Work and Publications:


The Formula for Success as a Photographer:

  •       – Really think about light and composition – It is ALL about light. Think about the edges of your frame, color and timing.
  •       – Big projects take a lot of time – Think through access issues, plan appropriately. The weather, other people and events
    beyond your control will not cooperate
  •       – Separate the technology from the creative — Practice, practice, practice. Learn the equipment so well that it becomes
    second nature. You can then focus your attention (and anxiety) on the creative.
  •       – Develop skills to talk to people – You need to convince and comfort people when taking photos. You need to be
    comfortable yourself.
  •      – Manage the scene — Learn to handle people, the space and the light, work them into your vision. Do not be intimidated. Do not be passive. A photographer has a great deal of control over the particulars of how an assignment will work without crossing ethical boundaries or pro standards
  •       – Think Post-production — The image in the camera is a rough draft. Envision the final project and how you will get it there
    in post. Image how your image might work with text (on it) or along with other graphic elements on a page. This may influence how you shoot.

▶ [DATA EXTRACT]

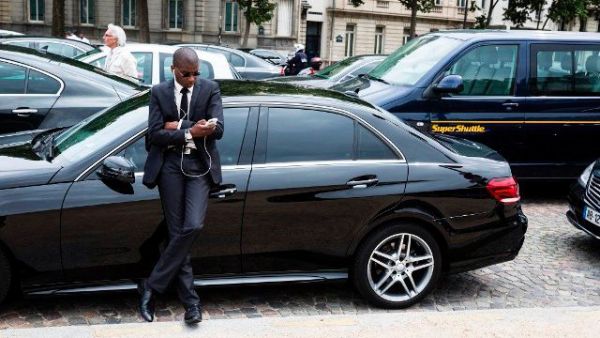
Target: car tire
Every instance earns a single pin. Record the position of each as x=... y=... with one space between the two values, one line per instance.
x=391 y=280
x=5 y=276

▶ [WRITTEN REQUEST] In the success formula for photographers, what does the tip on post-production call the image in the camera?

▶ [RESPONSE] A rough draft.